■ Vorliegender Text:
=====
Ich habe da eine sehr persönliche Auffassung, die ich vertrete, allerdings weder in meiner Rolle als Antisemitismusbeauftragter noch als Bürgermeister in Frankfurt. Meine Auffassung ist, dass eine Stadt, in der die Regierung sitzt, in der der Präsident sitzt, in der das Parlament sitzt, auch die legitime Hauptstadt eines Staates ist. Aus dieser Sicht glaube ich, dass es legitim ist, Jerusalem als Hauptstadt Israels zu sehen, und hoffe, dass das auf längere Sicht auch in der Staatengemeinschaft Anerkennung findet. Ich finde, man sollte erst die Fakten auf den Tisch legen. Dann hat man vielleicht auch eine Chance, in anderen Fragen im Friedensprozess auf beiden Seiten die Wege zu gehen, die notwendig sind.
=====
■ Aufgaben:
- A) Beantworte zum Text über Jerusalem kurz diese Fragen:
(i) In welcher Stadt hat die sprechende Person das Amt des Bürgermeisters?
(ii) Wer oder was muss laut Text in einer Stadt sitzen, damit sie die legitime Hauptstadt eines Staates ist?
(iii) Was sollte man laut Text als Erstes tun?
- B) Schreib aus dem Text über Jerusalem den Teil von "Ich habe da" bis einschließlich "die notwendig sind." Wort für Wort ab.

■ Vorliegendes Material:
=====
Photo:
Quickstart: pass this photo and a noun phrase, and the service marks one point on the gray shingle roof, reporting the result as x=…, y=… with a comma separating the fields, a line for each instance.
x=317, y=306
=====
■ Lösungen:
- A)
(i) In Frankfurt.
(ii) Die Regierung, der Präsident und das Parlament.
(iii) Die Fakten auf den Tisch legen.

- B)
Ich habe da eine sehr persönliche Auffassung, die ich vertrete, allerdings weder in meiner Rolle als Antisemitismusbeauftragter noch als Bürgermeister in Frankfurt. Meine Auffassung ist, dass eine Stadt, in der die Regierung sitzt, in der der Präsident sitzt, in der das Parlament sitzt, auch die legitime Hauptstadt eines Staates ist. Aus dieser Sicht glaube ich, dass es legitim ist, Jerusalem als Hauptstadt Israels zu sehen, und hoffe, dass das auf längere Sicht auch in der Staatengemeinschaft Anerkennung findet. Ich finde, man sollte erst die Fakten auf den Tisch legen. Dann hat man vielleicht auch eine Chance, in anderen Fragen im Friedensprozess auf beiden Seiten die Wege zu gehen, die notwendig sind.